# Objective
Edit the items from the first line through the line containing "left=1088, top=462, right=1328, bottom=524", changing "Highlight" to "Outline" and leaving everything else as it is.

________________________

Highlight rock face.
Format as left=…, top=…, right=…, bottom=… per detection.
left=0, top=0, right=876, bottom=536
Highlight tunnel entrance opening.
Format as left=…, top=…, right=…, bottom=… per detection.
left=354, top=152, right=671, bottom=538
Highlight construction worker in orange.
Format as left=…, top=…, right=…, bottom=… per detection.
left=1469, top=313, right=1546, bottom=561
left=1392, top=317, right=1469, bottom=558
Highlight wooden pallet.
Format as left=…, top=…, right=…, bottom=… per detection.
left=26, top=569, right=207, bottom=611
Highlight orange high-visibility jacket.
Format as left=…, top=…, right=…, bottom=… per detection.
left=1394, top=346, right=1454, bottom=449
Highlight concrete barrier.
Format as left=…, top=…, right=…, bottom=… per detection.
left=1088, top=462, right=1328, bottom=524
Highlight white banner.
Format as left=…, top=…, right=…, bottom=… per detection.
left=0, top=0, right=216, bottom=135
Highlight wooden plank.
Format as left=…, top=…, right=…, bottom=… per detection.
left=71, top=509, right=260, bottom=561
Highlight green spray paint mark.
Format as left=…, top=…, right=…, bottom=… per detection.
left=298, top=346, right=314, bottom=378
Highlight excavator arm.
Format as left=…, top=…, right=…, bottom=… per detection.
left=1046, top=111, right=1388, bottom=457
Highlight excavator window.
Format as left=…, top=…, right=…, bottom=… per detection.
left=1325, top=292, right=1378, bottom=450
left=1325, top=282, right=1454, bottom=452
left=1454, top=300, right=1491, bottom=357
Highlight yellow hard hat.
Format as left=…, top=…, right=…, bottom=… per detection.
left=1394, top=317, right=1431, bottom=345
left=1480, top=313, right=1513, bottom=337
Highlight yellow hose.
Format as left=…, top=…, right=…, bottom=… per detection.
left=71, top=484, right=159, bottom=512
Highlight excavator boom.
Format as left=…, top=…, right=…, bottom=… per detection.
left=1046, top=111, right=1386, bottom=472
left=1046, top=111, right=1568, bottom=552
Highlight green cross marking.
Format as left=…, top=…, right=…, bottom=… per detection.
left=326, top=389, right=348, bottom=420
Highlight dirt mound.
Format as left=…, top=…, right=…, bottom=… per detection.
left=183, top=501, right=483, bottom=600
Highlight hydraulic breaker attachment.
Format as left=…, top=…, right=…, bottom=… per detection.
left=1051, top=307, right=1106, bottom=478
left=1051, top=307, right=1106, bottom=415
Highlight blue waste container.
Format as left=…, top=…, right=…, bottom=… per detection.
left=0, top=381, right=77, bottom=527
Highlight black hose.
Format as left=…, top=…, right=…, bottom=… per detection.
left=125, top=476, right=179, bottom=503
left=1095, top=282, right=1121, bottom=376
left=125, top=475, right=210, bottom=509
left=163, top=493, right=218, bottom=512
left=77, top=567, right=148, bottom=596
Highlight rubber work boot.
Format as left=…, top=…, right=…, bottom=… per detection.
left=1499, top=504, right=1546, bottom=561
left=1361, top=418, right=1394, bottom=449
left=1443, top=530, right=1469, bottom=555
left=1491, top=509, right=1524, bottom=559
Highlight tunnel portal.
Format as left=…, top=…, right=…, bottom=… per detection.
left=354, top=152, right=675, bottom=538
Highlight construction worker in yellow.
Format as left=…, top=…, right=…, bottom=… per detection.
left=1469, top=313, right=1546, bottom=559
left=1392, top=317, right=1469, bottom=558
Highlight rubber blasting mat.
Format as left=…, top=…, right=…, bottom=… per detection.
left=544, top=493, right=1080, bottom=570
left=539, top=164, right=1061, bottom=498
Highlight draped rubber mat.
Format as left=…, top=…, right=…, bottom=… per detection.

________________________

# Result of the exercise
Outline rock face.
Format as left=…, top=…, right=…, bottom=… per detection.
left=0, top=0, right=876, bottom=536
Outline tunnel entrance opening.
Format as left=…, top=…, right=…, bottom=… per detection.
left=354, top=152, right=671, bottom=538
Outline construction worker in orange.
Format as left=…, top=…, right=…, bottom=… per detection.
left=1469, top=313, right=1546, bottom=561
left=1392, top=317, right=1469, bottom=558
Outline wooden pallet.
Format as left=…, top=…, right=…, bottom=… per detection.
left=26, top=569, right=207, bottom=611
Outline orange high-visibility jacket.
Format as left=…, top=…, right=…, bottom=… per detection.
left=1394, top=346, right=1454, bottom=449
Outline concrete barrier.
Format as left=…, top=…, right=…, bottom=… per detection.
left=1088, top=462, right=1328, bottom=524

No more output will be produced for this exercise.